◆ **What to do**
Please edit the rows below by changing "keypoint" to "marker" everywhere it appears, keeping every other word the same.

[Labeled-object pointing rows]
——————————

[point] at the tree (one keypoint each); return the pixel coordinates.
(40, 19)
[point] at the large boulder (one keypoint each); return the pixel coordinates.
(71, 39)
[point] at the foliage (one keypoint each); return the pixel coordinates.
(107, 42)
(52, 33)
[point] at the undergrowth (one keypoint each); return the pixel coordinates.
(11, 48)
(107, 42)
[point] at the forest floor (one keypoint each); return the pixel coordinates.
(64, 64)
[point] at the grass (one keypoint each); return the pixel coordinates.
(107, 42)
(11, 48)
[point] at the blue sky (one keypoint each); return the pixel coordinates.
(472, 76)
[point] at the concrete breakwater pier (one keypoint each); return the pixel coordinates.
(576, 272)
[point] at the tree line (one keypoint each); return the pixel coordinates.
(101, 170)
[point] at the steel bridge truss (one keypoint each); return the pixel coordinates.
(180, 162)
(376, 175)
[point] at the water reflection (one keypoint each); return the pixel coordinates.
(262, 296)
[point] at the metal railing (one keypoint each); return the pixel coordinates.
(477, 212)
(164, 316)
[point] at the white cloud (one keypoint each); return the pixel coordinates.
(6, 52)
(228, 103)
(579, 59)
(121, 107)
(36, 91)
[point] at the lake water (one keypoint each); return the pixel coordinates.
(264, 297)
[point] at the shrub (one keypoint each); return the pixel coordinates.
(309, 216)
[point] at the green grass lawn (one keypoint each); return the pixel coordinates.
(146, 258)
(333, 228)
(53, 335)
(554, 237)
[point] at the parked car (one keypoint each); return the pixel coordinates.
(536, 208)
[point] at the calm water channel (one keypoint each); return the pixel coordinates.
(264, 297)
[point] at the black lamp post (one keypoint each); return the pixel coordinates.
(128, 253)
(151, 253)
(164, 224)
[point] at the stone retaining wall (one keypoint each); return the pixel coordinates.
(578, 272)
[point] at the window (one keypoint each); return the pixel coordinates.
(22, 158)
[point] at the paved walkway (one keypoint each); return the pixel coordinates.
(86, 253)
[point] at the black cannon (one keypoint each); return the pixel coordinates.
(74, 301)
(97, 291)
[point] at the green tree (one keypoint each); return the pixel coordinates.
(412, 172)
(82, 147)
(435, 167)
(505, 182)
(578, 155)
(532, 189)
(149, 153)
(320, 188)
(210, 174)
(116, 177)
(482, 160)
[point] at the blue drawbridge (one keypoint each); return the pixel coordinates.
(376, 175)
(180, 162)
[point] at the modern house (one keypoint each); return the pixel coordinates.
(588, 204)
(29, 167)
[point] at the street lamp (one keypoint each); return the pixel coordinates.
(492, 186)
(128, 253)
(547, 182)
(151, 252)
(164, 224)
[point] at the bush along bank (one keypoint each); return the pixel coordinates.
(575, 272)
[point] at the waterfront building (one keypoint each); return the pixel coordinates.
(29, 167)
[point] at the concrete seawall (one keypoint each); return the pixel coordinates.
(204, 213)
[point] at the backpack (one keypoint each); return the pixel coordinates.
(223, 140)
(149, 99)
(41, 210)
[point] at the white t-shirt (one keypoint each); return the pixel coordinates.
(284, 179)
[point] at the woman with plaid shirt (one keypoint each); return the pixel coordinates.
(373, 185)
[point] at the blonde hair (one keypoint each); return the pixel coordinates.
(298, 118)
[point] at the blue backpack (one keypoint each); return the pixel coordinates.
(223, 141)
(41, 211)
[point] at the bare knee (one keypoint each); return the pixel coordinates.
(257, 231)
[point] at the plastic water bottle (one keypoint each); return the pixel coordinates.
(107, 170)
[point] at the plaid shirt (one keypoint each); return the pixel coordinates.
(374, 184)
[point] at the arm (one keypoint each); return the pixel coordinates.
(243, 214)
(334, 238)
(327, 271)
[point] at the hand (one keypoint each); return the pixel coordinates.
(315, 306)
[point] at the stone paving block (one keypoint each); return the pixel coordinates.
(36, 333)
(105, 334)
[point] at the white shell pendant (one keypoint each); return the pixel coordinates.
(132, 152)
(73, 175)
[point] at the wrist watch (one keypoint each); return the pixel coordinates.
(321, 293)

——————————

◆ **Full response**
[point] at the tree (one marker each); return the pixel coordinates.
(40, 19)
[point] at the large boulder (one marker each); return the pixel coordinates.
(71, 39)
[point] at the foliage (one marker each); return the pixel coordinates.
(107, 42)
(52, 33)
[point] at the undergrowth (one marker each); return the pixel coordinates.
(11, 48)
(107, 42)
[point] at the forest floor (one marker each); return the pixel coordinates.
(64, 64)
[point] at the grass (one marker each); return the pixel coordinates.
(107, 42)
(11, 48)
[point] at the blue sky (one marker each); return the pixel coordinates.
(472, 76)
[point] at the concrete breakwater pier (one marker each); return the pixel coordinates.
(576, 272)
[point] at the tree line (one marker each); return the pixel coordinates.
(101, 170)
[point] at the steel bridge truss (one marker each); return the pixel coordinates.
(180, 162)
(376, 175)
[point] at the water reflection (one marker each); return the pixel coordinates.
(262, 296)
[point] at the metal railing (one marker each); return the pixel coordinates.
(477, 212)
(164, 316)
[point] at the white cloud (one marker each); return the pixel coordinates.
(6, 52)
(228, 103)
(579, 59)
(121, 107)
(36, 91)
[point] at the lake water (one marker each); return the pixel coordinates.
(264, 297)
[point] at the shrub (one marker each); return the pixel coordinates.
(309, 216)
[point] at the green grass lawn (one marker each); return the pixel coordinates.
(146, 258)
(333, 228)
(53, 335)
(554, 237)
[point] at the parked car (one marker each); return the pixel coordinates.
(536, 208)
[point] at the calm water channel (one marker each); return the pixel coordinates.
(264, 297)
[point] at the black lamp post (one marker each); return the pixel coordinates.
(128, 253)
(151, 253)
(164, 224)
[point] at the stone retaining wall (one marker each); return the pixel coordinates.
(578, 272)
[point] at the window (one marker each); return the pixel coordinates.
(22, 158)
[point] at the paved walkway (one marker each); return the pixel coordinates.
(86, 253)
[point] at the black cannon (one marker each); return the pixel coordinates.
(74, 301)
(97, 291)
[point] at the green tree (one marker each); return the pixel coordinates.
(412, 172)
(82, 147)
(435, 167)
(505, 182)
(578, 155)
(532, 189)
(149, 153)
(320, 188)
(210, 174)
(116, 177)
(482, 160)
[point] at the blue drawbridge (one marker each); return the pixel coordinates.
(376, 175)
(180, 162)
[point] at the modern house (one marker each); return the pixel coordinates.
(588, 204)
(29, 167)
[point] at the street lamp (one marker each); return the pixel coordinates.
(492, 186)
(128, 253)
(547, 182)
(151, 252)
(164, 224)
[point] at the bush along bank (one marker each); return the pixel coordinates.
(575, 272)
[point] at the waterfront building (one marker each); return the pixel coordinates.
(29, 167)
[point] at the concrete seawall (one marker each); return the pixel coordinates.
(204, 213)
[point] at the backpack (one marker each); return the pixel coordinates.
(223, 140)
(149, 99)
(41, 210)
[point] at the white t-shirt (one marker each); return the pixel coordinates.
(284, 179)
[point] at the woman with plaid shirt (one marker each); return the pixel coordinates.
(373, 185)
[point] at the blonde hair (one marker each); return the pixel coordinates.
(298, 118)
[point] at the blue backpack (one marker each); return the pixel coordinates.
(223, 141)
(41, 211)
[point] at the bare knee (one marker each); return the pixel coordinates.
(257, 231)
[point] at the plastic water bottle (one marker each); return the pixel coordinates.
(107, 170)
[point] at the plaid shirt (one marker each); return the pixel coordinates.
(374, 184)
[point] at the arm (one marker each); return the pixel coordinates.
(243, 214)
(334, 238)
(327, 271)
[point] at the hand (one marker each); return the pixel coordinates.
(315, 306)
[point] at the stone paving block (one marker each); return the pixel coordinates.
(36, 333)
(105, 334)
[point] at the white shell pendant (one marker each); return the pixel coordinates.
(132, 152)
(73, 175)
[point] at the wrist watch (one marker each); return the pixel coordinates.
(321, 293)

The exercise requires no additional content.